**** Task material ****
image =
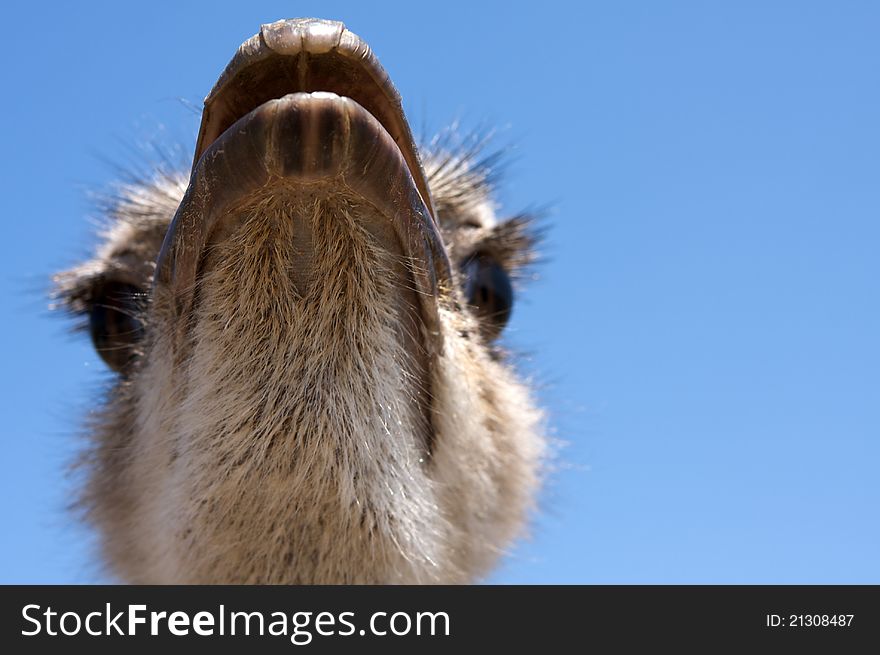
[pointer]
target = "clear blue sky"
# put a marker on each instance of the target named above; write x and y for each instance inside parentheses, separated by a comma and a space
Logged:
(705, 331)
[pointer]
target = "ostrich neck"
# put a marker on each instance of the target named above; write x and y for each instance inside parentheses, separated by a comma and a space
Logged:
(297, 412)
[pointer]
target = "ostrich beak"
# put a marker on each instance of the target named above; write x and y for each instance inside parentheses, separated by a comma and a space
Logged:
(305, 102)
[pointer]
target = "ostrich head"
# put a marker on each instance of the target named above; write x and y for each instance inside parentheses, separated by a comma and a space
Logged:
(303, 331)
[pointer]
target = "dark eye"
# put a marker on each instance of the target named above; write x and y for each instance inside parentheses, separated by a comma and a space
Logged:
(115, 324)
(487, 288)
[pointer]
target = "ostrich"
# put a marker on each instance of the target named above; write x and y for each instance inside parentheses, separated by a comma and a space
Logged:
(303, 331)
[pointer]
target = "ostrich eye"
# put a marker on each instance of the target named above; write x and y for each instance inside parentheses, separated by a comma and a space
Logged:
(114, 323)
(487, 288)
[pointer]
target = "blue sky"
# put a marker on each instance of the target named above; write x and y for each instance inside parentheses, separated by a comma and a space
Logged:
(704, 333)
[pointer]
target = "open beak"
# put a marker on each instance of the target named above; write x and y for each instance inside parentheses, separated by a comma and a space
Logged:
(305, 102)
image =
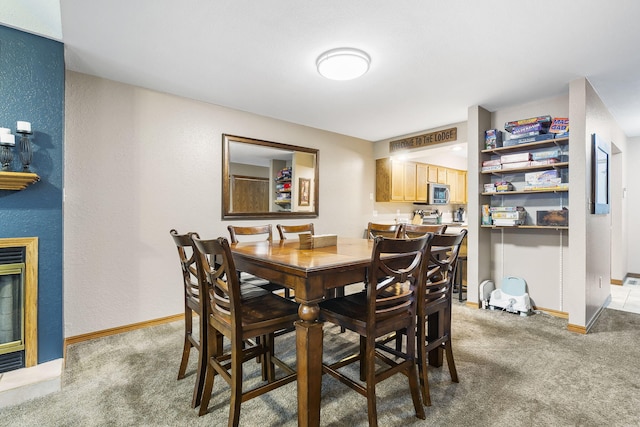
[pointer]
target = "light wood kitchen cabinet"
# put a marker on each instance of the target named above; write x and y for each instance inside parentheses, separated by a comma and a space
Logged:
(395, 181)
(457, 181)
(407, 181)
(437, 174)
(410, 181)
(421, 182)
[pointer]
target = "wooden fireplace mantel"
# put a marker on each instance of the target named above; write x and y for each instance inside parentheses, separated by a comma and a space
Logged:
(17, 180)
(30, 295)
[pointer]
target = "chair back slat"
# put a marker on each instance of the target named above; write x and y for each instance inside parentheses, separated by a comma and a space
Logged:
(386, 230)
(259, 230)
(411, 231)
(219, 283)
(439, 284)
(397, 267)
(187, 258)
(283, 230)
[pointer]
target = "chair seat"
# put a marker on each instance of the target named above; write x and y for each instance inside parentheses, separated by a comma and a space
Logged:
****
What is required>
Extract every line of the records above that contains the word "blue", matching case exactly.

Response to the task>
target = "clear blue sky"
target = "blue sky"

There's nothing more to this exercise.